**SOURCE EXTRACT:**
════════

Saturday, April 15, 2017

Review: Gifted

            Frank Adler (Evans) is dedicated to a simple life as a freelance boat repairman.  He lives is a community of tiny shacks outside of Tampa with his seven-year-old, math genius niece Mary (Grace).  They have a nice friendship with their neighbor Roberta (Spencer), who babysits Mary when Frank goes to his favorite lakeside bar.  He gets quite friendly with Mary’s first grade teacher, Miss Stevenson (Slate).  Life is fine until Frank’s mother Evelyn (Duncan) barges in & tries to get the courts to bring her granddaughter, who she has never met, to Boston for a “proper”, advanced education.

════════

Saved data entries:
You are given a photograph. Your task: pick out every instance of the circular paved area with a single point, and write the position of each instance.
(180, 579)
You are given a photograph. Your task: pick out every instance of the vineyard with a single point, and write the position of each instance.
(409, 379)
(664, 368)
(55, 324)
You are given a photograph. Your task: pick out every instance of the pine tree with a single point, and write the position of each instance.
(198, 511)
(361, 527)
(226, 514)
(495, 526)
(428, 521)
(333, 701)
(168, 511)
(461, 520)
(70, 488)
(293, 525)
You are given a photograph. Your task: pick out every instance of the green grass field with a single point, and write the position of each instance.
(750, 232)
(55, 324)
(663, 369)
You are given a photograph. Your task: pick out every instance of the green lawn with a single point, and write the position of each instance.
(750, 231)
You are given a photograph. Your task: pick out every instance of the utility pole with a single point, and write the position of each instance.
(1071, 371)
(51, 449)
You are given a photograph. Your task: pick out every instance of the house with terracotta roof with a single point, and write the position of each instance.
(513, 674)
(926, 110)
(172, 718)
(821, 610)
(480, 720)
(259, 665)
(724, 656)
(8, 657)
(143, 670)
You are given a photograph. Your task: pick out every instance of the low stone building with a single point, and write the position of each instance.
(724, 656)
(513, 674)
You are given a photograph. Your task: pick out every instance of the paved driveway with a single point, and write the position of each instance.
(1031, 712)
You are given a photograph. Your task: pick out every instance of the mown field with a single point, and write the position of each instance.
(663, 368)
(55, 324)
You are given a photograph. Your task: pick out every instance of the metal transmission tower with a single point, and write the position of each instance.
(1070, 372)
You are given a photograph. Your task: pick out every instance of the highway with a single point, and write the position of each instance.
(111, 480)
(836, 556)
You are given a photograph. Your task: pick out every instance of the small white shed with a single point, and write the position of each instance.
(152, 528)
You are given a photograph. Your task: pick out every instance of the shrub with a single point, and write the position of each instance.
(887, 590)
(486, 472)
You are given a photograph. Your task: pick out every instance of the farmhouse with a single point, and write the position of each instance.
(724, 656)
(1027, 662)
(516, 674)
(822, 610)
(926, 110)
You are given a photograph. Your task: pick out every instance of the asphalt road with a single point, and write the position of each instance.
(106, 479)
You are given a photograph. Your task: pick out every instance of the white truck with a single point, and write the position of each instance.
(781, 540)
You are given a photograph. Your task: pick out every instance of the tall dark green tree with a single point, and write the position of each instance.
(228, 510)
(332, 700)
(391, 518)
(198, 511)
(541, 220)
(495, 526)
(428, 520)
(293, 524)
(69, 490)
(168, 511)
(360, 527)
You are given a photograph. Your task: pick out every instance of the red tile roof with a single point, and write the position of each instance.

════════

**THINGS TO DO:**
1 - From the review of Gifted, list every actor surname given in parentheses after a character's name, in the order they appear.
2 - According to the review of Gifted, what does Frank Adler do for work?
Work from the review of Gifted and nothing else.

**RESULTS BY TASK:**
1 - Evans, Grace, Spencer, Slate, Duncan

2 - He is a freelance boat repairman.